Contour annotation records:
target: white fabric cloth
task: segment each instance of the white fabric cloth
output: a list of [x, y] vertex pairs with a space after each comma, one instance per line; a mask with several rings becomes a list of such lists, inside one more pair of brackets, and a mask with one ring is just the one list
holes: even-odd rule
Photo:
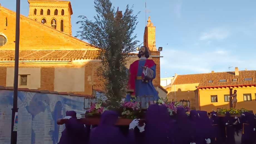
[[206, 143], [207, 144], [211, 143], [211, 139], [210, 138], [208, 138], [207, 139], [205, 139], [205, 141], [206, 141]]
[[129, 129], [134, 129], [136, 127], [139, 125], [139, 121], [137, 120], [137, 119], [135, 119], [129, 125]]
[[149, 79], [152, 79], [154, 75], [154, 71], [151, 69], [147, 67], [146, 69], [143, 70], [142, 72], [145, 77]]
[[143, 124], [144, 125], [141, 127], [139, 125], [137, 126], [137, 127], [139, 130], [140, 132], [142, 132], [145, 130], [145, 126], [146, 125], [146, 124], [144, 123]]
[[71, 116], [66, 116], [64, 117], [64, 119], [69, 119], [72, 117]]
[[140, 60], [146, 60], [147, 59], [147, 58], [145, 57], [141, 57], [140, 58]]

▶ **The problem**
Can you recast the records above as a numbered list with no blank lines, leaving the pictures out?

▶ **Task output**
1. target: white fabric cloth
2. task: segment each instance of the white fabric cloth
3. output: a list of [x, y] vertex pairs with a space after each comma, one instance per line; a mask with several rings becomes a list of such lists, inside one more pair of brackets, and a mask with one ring is just the one list
4. holes: even-odd rule
5. Photo:
6. [[206, 143], [207, 144], [211, 143], [211, 139], [210, 138], [208, 138], [207, 139], [205, 139], [205, 141], [206, 141]]
7. [[129, 129], [134, 129], [136, 127], [139, 125], [139, 121], [137, 120], [137, 119], [135, 119], [129, 125]]
8. [[149, 79], [152, 79], [154, 75], [154, 71], [151, 69], [147, 67], [146, 69], [143, 70], [142, 72], [145, 77]]
9. [[143, 124], [144, 125], [141, 127], [139, 125], [137, 126], [137, 127], [139, 130], [140, 132], [142, 132], [145, 130], [145, 126], [146, 125], [146, 124], [144, 123]]
10. [[71, 116], [66, 116], [64, 117], [64, 119], [69, 119], [72, 117]]
11. [[140, 60], [146, 60], [147, 59], [147, 58], [145, 57], [141, 57], [140, 58]]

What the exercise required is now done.